_Tasks and exercises_:
a: Transcribe the part of the Quelimane mayor article starting at "Speaking at a" and ending at "Araujo a liar.".
b: According to the Quelimane mayor article, why is Araujo's confidence that he will be Renamo's mayoral candidate a daring assumption?
c: List every year mentioned in the Quelimane mayor article.

_Excerpt to read_:
Mozambique: Quelimane Mayor Wants Another Term of Office

Maputo — The Mayor of the central Mozambican city of Quelimane, Manuel de Araujo, announced on Saturday that he intends to run for a further term of office in the municipal elections scheduled for 11 October 2023.

Speaking at a ceremony where ten new Quelimane city councillors took office, Araujo said "I am willing to continue leading the Quelimane municipality. The date fixed for the election coincides with the date of my birthday, which means we will have a double party, the first for our victory at the polls, and the second for my birthday".

Araujo was confident that he will be the Quelimane mayoral candidate for the main opposition party, Renamo. This is a daring assumption, since relations between Araujo and the rest of the Renamo leadership hit a new low last week, when the Renamo national spokesperson, Jose Manteigas, publicly called Araujo a liar.

This followed an interview Araujo granted to Mozambican Television (TVM) in which he claimed that Renamo obliges mayors elected on the Renamo ticket to steal money from the municipal coffers and deliver it to the party, and denounced the lack of democracy inside Renamo.

Manteigas retorted "It is not, and never has been, the practice or culture of Renamo to abuse its position, much less to instruct or oblige or in way force members of the party to commit illicit acts". That would be "completely opposed to our ideology and philosophy of governance".

He pointed out that Araujo had benefitted from Renamo's internal democratic procedure. He passed through an internal election to become the Renamo candidate for mayor in 2018, and at the Renamo congress held in January 2019, he was elected to the party's national council.

Araujo has made a habit of changing his party. He was elected to the Mozambican parliament, the Assembly of the Republic, in the 2004 elections, on the Renamo list. But he then deserted Renamo and joined the newly formed Mozambique Democratic Movement (MDM) in order to run as the MDM candidate in the mayoral by-election in Quelimane in 2011. He won that election, and two years later, in 2013, he was the MDM candidate for mayor of Quelimane in nationwide municipal elections.

_Exercise data_:
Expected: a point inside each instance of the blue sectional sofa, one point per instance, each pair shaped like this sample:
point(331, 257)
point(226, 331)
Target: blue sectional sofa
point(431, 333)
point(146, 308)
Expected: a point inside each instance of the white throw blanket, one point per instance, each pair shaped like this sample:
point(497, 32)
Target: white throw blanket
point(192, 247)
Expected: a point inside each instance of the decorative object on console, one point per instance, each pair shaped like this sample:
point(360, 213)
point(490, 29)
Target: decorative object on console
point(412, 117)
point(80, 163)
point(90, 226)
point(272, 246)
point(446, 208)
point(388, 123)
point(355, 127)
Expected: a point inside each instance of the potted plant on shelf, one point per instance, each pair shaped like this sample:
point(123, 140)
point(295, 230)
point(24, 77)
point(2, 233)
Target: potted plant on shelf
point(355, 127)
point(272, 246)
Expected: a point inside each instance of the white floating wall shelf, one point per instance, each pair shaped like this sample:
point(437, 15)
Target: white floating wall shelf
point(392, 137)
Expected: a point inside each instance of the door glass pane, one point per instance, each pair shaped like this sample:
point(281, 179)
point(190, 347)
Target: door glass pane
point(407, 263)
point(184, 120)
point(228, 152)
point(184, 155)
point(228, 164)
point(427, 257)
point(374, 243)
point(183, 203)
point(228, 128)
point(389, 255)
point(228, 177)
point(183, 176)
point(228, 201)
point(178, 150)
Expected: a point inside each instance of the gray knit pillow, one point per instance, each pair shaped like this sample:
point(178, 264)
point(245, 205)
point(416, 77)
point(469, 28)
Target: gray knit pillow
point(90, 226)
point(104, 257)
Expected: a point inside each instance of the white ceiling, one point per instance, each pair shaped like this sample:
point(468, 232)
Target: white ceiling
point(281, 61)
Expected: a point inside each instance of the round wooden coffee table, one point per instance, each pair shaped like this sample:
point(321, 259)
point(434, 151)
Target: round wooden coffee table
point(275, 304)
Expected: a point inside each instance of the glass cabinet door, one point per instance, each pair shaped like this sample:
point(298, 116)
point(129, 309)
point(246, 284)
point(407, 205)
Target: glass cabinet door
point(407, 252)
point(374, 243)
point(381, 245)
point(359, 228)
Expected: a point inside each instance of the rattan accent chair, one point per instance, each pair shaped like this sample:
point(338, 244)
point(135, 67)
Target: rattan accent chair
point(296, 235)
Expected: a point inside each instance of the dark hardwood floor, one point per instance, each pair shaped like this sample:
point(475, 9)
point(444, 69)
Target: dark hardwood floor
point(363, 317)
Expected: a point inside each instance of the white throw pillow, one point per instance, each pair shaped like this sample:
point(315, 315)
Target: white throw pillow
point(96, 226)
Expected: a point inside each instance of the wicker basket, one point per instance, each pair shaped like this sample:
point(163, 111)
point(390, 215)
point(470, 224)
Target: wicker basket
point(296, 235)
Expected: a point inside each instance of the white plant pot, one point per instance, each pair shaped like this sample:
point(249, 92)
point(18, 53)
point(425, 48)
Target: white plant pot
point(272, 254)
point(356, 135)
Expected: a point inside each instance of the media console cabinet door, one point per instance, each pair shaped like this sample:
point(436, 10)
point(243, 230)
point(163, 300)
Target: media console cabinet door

_Outputs in order_:
a:
Speaking at a ceremony where ten new Quelimane city councillors took office, Araujo said "I am willing to continue leading the Quelimane municipality. The date fixed for the election coincides with the date of my birthday, which means we will have a double party, the first for our victory at the polls, and the second for my birthday".

Araujo was confident that he will be the Quelimane mayoral candidate for the main opposition party, Renamo. This is a daring assumption, since relations between Araujo and the rest of the Renamo leadership hit a new low last week, when the Renamo national spokesperson, Jose Manteigas, publicly called Araujo a liar.

b: Relations between Araujo and the rest of the Renamo leadership hit a new low last week. Renamo's national spokesperson, Jose Manteigas, publicly called Araujo a liar.

c:
2004
2011
2013
2018
2019
2023